Есть основание говорить, что в основе сталиномании, как и в основе необольшевизма в целом, лежит и элементарная леность ума, дефицит здравого смысла, скептицизма, чувства возможного, соединенного с дефицитом национального чувства. Наверное у многих, кто поклоняется сегодня Сталину, нет чувства личной моральной ответственности за свой политический выбор, нет сознания того, как согласуется с моралью равнодушие к преступлениям этого государственного деятеля.
Многое в истории русского XX века происходило и произошло по знаменитой формуле «Хотели как лучше, а получилось как всегда», получилось вселенское зло. Русский максимализм, желание одним махом, сразу решить все проблемы, вера в абсолют, в возможность создания совершенного общества, рая на земле, не знающего никаких противоречий, помноженное на славянское прекраснодушие, легковерие и неумение ценить ни свою, ни человеческую жизнь, как раз и дали в итоге нам ужасы и преступления ленинско-сталинской системы. На руку большевикам была и способность русского народа к переворачиванию своей души наизнанку, когда кротость и смирение легко переходит в свирепость и разъяренность, в ничем не ограниченную жестокость. Русское идеологизированное, нерасчлененное, левое, линейное интеллигентское сознание, не привыкшее к самостоятельной работе, к самостоятельному поиску истины, питающее отвращение к капитализму и к буржуазии, испытывающее подозрительное отношение к культуре и культурной элите, его исключительная «потусторонность», оторванность от технологии создания предпосылок жизни были благодатной почвой для усвоения столь же линейного и столь же упрощенного учения Карла Маркса о революционной диктатуре пролетариата. Марксистский, гегелевский фатализм лег на российский фатализм, все «действительное разумно» соединилось с русским «все от бога», древнеиудейский мессианизм и эсхатологические настроения Маркса соединились с мессианизмом российской интеллигенции и ее ожиданием крушения власти самодержавия. Марксистское обожествление пролетариата легло на русское интеллигентское поклонение трудящимся классам как носителям добродетели и морального совершенства.

МАТЕРИАЛ ДЛЯ ИЗУЧЕНИЯ ▸
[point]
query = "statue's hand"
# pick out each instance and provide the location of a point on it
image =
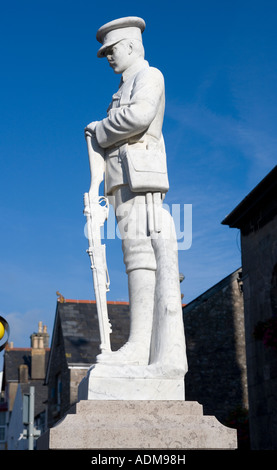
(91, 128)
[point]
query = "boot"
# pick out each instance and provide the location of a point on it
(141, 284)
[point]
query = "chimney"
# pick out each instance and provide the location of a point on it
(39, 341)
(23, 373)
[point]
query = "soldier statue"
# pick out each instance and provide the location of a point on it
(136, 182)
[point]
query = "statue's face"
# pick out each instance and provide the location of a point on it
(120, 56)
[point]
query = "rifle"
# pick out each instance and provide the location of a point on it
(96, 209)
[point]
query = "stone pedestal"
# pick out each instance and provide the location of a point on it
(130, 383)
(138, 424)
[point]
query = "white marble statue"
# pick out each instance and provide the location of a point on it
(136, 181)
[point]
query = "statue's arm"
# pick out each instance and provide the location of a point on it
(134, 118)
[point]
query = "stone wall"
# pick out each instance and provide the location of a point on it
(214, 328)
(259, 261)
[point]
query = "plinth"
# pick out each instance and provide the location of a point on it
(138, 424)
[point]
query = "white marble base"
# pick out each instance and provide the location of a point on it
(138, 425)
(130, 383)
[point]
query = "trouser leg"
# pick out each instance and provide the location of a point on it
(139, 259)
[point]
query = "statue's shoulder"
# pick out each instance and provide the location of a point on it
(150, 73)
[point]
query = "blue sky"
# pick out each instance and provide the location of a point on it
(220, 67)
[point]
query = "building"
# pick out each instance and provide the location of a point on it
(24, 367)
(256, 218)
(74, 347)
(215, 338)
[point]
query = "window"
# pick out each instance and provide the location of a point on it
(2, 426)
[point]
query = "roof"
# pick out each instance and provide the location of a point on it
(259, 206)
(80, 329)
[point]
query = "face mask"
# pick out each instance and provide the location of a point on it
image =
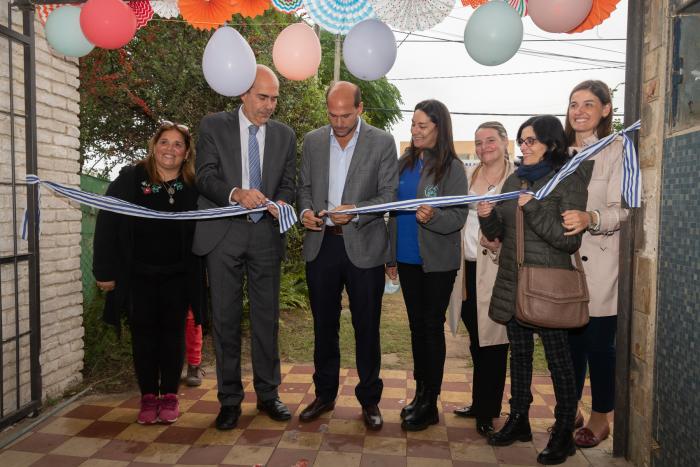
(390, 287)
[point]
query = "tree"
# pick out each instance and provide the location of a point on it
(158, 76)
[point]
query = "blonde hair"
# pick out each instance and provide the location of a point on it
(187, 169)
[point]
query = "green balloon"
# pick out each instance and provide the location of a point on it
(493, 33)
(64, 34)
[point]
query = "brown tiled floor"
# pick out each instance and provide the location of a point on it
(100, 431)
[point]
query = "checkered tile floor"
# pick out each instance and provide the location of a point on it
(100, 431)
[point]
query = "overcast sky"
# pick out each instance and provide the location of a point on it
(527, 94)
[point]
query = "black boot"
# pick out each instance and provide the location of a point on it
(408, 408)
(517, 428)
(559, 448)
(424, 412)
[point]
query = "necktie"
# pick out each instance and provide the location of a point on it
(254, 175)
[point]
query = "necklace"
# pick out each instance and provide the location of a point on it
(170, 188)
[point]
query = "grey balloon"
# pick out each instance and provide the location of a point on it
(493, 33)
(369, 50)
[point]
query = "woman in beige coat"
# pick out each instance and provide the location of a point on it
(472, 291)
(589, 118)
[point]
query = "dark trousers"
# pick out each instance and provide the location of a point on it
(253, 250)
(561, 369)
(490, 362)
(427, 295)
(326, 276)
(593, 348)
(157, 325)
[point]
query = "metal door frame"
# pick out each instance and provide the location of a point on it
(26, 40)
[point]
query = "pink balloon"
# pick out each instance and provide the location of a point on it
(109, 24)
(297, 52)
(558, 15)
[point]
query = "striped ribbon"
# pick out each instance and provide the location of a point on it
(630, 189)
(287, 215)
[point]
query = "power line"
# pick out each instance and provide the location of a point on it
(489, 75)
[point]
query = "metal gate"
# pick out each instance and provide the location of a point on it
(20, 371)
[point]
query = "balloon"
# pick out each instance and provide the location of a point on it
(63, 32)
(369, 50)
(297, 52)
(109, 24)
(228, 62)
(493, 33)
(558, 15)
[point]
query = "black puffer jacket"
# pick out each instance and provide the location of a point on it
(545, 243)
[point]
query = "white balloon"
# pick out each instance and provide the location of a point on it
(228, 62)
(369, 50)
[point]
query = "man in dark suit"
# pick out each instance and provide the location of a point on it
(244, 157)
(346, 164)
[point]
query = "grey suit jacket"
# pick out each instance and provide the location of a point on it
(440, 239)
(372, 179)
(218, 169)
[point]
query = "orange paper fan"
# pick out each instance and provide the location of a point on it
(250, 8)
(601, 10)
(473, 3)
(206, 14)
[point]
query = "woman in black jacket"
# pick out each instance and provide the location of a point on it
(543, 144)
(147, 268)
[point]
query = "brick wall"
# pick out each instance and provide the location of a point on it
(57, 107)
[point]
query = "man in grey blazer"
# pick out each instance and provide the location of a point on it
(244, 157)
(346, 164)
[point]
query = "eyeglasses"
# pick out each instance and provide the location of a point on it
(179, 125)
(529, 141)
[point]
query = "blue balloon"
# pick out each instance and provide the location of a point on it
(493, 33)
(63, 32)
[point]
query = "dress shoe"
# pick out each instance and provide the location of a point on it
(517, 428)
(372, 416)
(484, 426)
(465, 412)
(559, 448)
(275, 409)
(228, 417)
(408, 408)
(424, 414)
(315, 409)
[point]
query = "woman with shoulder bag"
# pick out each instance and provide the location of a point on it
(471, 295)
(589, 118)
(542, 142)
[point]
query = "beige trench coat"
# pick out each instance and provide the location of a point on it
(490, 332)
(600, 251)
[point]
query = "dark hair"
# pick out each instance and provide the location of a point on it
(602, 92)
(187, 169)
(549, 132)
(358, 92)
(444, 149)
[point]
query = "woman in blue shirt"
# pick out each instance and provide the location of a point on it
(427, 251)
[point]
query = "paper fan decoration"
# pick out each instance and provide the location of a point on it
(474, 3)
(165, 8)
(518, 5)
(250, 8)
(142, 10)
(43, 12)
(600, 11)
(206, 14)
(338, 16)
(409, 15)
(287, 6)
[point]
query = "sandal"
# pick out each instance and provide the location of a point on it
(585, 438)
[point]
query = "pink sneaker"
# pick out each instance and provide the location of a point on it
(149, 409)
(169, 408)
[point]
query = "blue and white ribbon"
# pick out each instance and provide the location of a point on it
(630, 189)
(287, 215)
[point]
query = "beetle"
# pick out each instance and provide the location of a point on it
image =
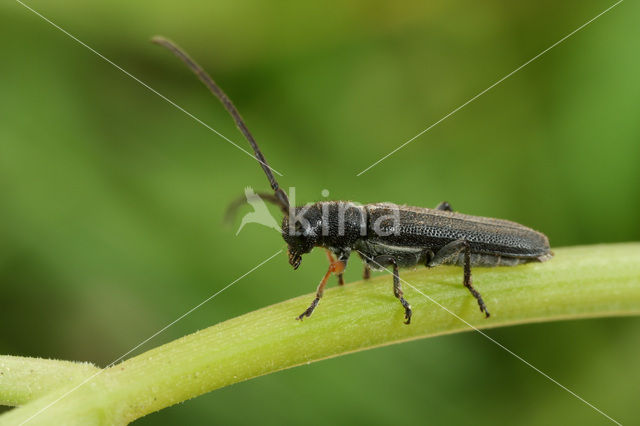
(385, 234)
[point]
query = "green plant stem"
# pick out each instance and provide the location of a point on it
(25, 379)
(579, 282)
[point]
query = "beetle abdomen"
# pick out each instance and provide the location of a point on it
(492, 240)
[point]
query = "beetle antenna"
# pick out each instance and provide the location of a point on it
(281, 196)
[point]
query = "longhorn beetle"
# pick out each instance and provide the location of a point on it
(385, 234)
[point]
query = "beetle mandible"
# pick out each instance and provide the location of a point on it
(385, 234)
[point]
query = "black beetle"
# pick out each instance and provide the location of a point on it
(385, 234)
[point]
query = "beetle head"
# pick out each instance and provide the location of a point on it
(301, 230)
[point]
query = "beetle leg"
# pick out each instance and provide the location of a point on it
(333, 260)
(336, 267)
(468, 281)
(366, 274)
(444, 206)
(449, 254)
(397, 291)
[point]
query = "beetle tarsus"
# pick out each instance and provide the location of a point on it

СПИСОК ЗАДАНИЙ ▸
A: По какой знаменитой формуле, согласно отрывку о сталиномании, происходило многое в истории русского XX века?
B: Продолжите отрывок о сталиномании и русском максимализме, начав сразу после его последнего предложения.

ОТВЕТЫ К ЗАДАНИЯМ ▸
A: «Хотели как лучше, а получилось как всегда».

B:
§ 7. Сталиномания и традиционное российское жестокосердие
Работая над книгой, перечитывая различного рода размышления о русской революции, о причинах победы большевиков, я все время натыкался на упоминание о нашей якобы традиционной русской жестокости. Честно говоря, когда я многие годы изучал тексты Маркса, Ленина, Плеханова (в студенческие годы я любил читать послереволюционные издания книг Карла Каутского), когда вроде погружался, по крайней мере, умом в логику революционного марксизма, сама проблема жестокости для меня не стояла. Казалось бы, революция как насилие не может не сопровождаться жестокостью. Казалось бы, что во имя справедливости можно решиться на жестокость. Почему-то при чтении классических марксистских текстов очевидная моральная проблема, связанная с насилием пролетариев над непролетариями, не возникает. Но в антимарксистских текстах, напротив, все человеческое, что связано с революцией, а именно жестокость, ненависть, агрессия, выходит на первый план, является предметом осуждения. И, несомненно, Игорь Шафаревич в своем исследовании природы коммунизма был прав, когда утверждал, что движущей силой социализма является страсть к самоуничтожению, пафос гибели и «безудержного разрушения… И как один умрем в борьбе за это».